> TASK TO CARRY OUT: List every equipment brand or company name mentioned in the forum thread below.

I used to work in a cinema that had these installed. 
they are for hard of hearing headsets. StarSound 600 infrared sound system - Phonic Ear

or, some 3D systems like the 3D Cinema - XPAND use an infrared emitter to control the glasses, these are normally in the booth and bounce the signal off the screen.


----------



## sarahsliefie (Jun 1, 2011)

Mind Control!
Actually, we use night vision monoculars to see what is going on on the stage in the dark, but often those are not enough. I was thinking about installing IR panels to light up the stage so the crew could see and the audience would be left in the dark. Not sure why they would be pointed at the audience.


----------



## ack (Jun 1, 2011)

They are most likely assistive listening devices like this from Audex. Audex - The Leader in Infrared Assistive Listening Systems for Theaters 


I am not certain when and how ADA requires venues to install accommodations like this but they are in all new construction. Of course some place put them in just to serve their audience. 

There are also RF systems on the market.

Paul


----------



## metti (Jun 1, 2011)

Those are definitely 100% transmitters for assisted listening systems (ALS). I have worked with an IR system from Sennheiser but I know that there are several other companies that make them as well.


----------



## Sony (Jun 5, 2011)

Like everyone else said, they are part of the assisted listening system for the theatre, all theatres are required to have them in order to comply with ADA Regulations. Some systems work on Infrared which is what you see here, and some systems like the system at NNHS run using low power FM Transmitters and there is also a type of system called an "Inductive Loop" where a long wire is strung in a loop around the entire theatre and is used as an audio transmitter which most hearing aids can pick up. 

The 5-Pin XLR is not Data but rather Stereo Audio with two pins for Left Audio, two pins for Right Audio and one pin for Shield. It's exactly the same connector you would find on a stereo microphone.


----------

> DATA SECTION:
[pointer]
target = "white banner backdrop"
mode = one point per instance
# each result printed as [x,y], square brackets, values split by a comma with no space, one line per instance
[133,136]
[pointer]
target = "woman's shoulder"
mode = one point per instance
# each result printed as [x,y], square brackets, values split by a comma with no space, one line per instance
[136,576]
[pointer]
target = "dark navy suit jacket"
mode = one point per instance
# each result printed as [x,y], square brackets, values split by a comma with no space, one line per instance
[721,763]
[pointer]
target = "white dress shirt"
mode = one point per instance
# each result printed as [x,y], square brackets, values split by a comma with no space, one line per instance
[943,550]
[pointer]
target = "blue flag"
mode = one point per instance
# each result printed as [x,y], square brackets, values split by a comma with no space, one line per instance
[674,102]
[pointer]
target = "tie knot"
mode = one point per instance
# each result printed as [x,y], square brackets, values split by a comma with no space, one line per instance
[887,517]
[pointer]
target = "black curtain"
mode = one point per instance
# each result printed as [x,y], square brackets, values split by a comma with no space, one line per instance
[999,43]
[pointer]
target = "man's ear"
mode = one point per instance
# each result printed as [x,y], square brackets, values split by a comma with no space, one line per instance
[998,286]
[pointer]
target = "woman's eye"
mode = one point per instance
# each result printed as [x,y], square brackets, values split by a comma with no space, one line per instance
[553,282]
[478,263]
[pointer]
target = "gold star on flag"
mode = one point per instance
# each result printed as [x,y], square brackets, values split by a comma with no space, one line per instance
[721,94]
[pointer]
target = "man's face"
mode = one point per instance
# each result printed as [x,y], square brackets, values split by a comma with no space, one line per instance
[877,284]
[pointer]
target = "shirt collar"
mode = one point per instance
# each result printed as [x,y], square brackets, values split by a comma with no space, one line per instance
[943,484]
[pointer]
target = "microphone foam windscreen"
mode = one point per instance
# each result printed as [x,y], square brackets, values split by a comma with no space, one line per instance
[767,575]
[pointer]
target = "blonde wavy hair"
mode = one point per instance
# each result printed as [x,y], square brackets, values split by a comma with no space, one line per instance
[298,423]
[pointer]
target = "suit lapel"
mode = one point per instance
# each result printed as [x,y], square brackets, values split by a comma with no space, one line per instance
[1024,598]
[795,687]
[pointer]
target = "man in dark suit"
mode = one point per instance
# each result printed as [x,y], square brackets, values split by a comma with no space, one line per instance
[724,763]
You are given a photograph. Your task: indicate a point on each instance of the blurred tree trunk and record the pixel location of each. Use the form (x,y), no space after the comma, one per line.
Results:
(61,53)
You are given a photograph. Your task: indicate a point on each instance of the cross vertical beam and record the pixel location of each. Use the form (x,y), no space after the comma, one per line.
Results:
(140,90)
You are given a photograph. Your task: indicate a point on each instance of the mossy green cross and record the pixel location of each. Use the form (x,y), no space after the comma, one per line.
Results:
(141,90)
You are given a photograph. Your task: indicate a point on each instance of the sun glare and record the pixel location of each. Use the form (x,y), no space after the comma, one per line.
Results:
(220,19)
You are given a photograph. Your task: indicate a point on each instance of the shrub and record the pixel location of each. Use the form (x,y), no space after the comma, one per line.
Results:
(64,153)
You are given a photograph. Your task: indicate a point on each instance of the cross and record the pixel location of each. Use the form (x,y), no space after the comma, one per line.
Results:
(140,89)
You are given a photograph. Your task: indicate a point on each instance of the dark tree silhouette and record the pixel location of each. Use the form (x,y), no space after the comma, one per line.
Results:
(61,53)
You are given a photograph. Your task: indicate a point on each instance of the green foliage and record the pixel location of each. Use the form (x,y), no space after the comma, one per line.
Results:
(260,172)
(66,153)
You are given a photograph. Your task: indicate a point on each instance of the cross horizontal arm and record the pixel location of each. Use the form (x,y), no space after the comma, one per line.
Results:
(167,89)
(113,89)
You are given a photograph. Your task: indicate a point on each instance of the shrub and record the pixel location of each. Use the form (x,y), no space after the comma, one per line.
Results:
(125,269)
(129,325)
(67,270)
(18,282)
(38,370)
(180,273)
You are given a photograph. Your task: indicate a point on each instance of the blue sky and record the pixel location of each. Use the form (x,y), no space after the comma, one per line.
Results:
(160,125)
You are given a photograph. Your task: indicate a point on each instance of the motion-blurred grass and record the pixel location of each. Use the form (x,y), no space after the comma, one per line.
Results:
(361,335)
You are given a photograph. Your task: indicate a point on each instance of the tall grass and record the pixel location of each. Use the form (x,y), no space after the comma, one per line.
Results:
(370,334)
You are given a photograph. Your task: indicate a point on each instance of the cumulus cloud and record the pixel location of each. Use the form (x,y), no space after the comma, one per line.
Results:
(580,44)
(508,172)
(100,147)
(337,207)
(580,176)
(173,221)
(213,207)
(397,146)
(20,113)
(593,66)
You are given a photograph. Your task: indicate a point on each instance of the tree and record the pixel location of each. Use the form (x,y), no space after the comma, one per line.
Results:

> REPLY TO THE EXERCISE: Phonic Ear, XPAND, Audex, Sennheiser